BEGIN PROVIDED DATA
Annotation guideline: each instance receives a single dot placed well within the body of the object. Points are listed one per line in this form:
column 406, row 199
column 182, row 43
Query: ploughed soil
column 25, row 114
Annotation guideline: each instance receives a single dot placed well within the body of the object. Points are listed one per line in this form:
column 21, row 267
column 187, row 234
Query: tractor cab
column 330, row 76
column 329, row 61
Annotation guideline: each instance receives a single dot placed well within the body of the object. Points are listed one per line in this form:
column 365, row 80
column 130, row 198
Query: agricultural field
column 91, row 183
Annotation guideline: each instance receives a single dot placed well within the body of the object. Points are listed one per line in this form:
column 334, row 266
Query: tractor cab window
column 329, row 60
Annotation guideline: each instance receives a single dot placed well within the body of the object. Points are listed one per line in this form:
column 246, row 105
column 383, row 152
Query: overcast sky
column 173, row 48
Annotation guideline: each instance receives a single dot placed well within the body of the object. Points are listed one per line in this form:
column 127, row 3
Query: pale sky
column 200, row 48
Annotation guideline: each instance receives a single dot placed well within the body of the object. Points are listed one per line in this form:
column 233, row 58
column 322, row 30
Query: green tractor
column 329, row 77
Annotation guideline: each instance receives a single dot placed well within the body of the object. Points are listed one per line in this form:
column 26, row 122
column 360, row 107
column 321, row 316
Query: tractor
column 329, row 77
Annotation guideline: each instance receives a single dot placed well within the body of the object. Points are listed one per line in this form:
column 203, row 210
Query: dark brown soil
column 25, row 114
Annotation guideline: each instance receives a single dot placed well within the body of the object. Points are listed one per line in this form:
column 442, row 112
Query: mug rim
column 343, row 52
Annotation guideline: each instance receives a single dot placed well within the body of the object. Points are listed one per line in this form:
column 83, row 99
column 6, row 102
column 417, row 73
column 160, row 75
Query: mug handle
END PROVIDED DATA
WHAT IS NEEDED - Copy out only the lines of the records above from the one with "column 233, row 58" through the one with "column 203, row 210", exactly as they stand, both included.

SOLUTION TO THE EXERCISE -
column 233, row 58
column 322, row 30
Query: green tractor
column 329, row 77
Annotation guideline: each instance receives a single dot placed well within the body of the object. Points are listed one per line in this form:
column 26, row 122
column 360, row 107
column 321, row 316
Query: tractor
column 329, row 77
Annotation guideline: each instance receives a single dot placed well within the body of the object. Points are listed one per line in this form:
column 203, row 210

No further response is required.